##### Entries shown

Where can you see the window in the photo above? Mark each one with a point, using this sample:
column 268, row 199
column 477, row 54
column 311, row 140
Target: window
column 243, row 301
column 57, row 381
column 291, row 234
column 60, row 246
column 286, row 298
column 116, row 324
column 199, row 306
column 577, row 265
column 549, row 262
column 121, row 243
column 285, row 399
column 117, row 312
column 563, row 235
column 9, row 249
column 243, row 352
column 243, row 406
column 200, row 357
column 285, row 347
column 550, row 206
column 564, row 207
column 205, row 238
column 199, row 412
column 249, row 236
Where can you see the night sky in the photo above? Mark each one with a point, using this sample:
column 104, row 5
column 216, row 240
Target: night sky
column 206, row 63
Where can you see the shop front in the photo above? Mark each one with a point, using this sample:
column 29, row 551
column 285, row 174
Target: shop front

##########
##### Entries shown

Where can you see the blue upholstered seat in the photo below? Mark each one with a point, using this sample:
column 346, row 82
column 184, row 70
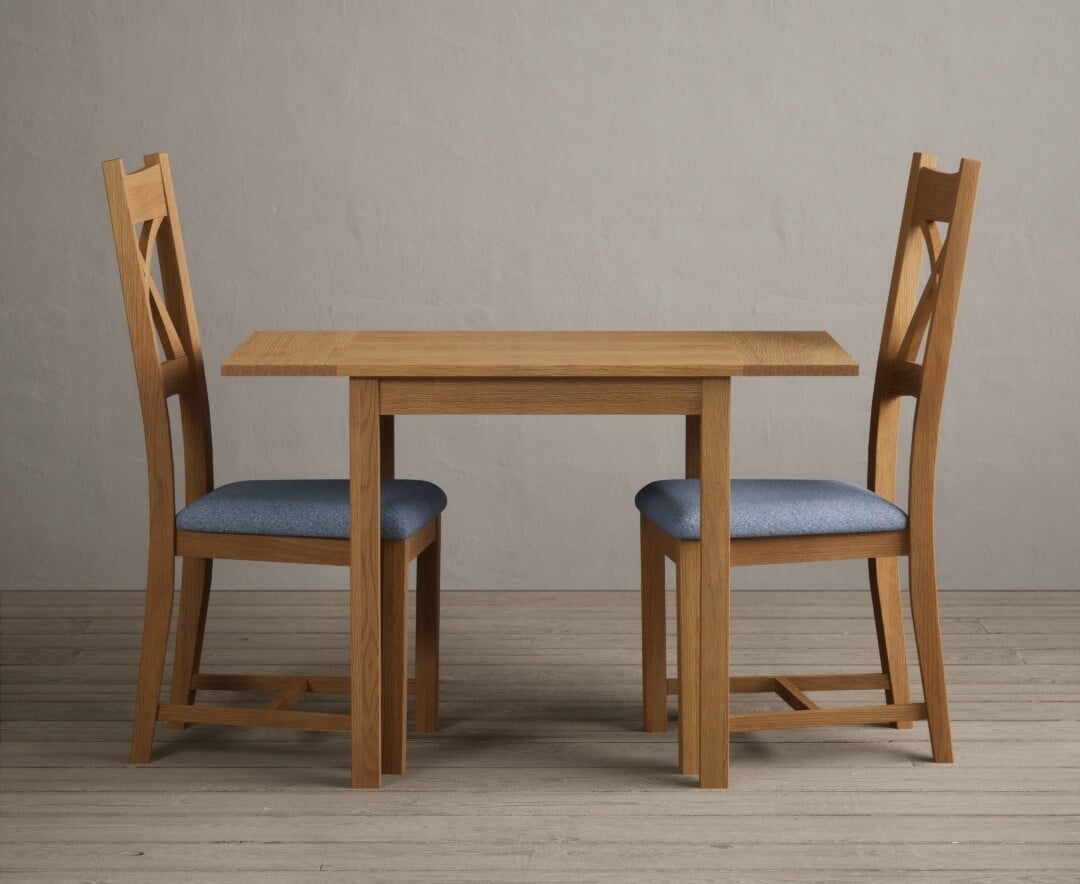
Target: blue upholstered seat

##########

→ Your objective
Can you turn the lines starting at the one containing "Where can you see the night" and ending at the one containing "Target: shop front" into a numbered list, leaving out any blank lines?

→ Task output
1. Where can you see the night sky in the photo above? Mark each one with a point, using this sample:
2. column 104, row 5
3. column 216, row 240
4. Target: night sky
5. column 206, row 63
6. Where can you see the shop front in the photo above? Mark each one with a point, using this sample:
7. column 29, row 551
8. column 285, row 174
9. Target: shop front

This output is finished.